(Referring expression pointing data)
BEGIN
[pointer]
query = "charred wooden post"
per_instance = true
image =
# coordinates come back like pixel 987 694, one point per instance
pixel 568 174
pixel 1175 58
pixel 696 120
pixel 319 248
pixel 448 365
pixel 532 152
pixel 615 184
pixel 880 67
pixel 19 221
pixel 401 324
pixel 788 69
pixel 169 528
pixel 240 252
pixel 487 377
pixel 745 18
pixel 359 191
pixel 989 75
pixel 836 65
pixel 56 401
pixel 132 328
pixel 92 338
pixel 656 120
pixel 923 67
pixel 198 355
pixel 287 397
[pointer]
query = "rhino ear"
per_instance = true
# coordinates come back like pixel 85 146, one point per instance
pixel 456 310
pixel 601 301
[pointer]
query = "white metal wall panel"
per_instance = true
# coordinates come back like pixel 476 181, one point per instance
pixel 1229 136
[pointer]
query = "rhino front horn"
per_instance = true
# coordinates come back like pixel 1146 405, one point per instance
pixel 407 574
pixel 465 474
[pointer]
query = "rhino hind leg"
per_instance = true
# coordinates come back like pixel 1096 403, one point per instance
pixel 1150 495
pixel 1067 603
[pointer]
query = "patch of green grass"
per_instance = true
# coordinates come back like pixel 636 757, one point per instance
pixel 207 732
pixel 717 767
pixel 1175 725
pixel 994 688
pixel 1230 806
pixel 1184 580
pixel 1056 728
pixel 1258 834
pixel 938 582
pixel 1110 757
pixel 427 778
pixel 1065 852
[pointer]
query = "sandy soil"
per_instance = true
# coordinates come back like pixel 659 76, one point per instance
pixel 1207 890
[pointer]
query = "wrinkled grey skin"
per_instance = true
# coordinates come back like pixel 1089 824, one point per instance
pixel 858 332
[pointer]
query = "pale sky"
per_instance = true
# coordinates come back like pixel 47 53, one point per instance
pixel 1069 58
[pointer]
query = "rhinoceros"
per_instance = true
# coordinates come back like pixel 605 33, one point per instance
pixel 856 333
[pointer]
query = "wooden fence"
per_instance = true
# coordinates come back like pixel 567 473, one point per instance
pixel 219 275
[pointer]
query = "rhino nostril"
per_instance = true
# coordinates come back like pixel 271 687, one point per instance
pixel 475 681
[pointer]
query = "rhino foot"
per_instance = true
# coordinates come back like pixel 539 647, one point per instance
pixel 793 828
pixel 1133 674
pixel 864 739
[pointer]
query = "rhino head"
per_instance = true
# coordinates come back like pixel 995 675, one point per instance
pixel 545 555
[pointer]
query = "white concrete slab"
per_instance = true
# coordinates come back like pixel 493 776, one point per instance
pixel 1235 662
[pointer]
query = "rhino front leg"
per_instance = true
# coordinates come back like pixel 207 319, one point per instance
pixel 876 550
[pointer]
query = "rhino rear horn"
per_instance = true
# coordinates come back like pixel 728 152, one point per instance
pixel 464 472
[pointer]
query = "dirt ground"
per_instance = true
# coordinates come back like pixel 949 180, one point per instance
END
### ACTIVITY
Using the data above, return each line that includes the word "wooden".

### ANSWER BELOW
query = "charred wooden post"
query = "wooden fence"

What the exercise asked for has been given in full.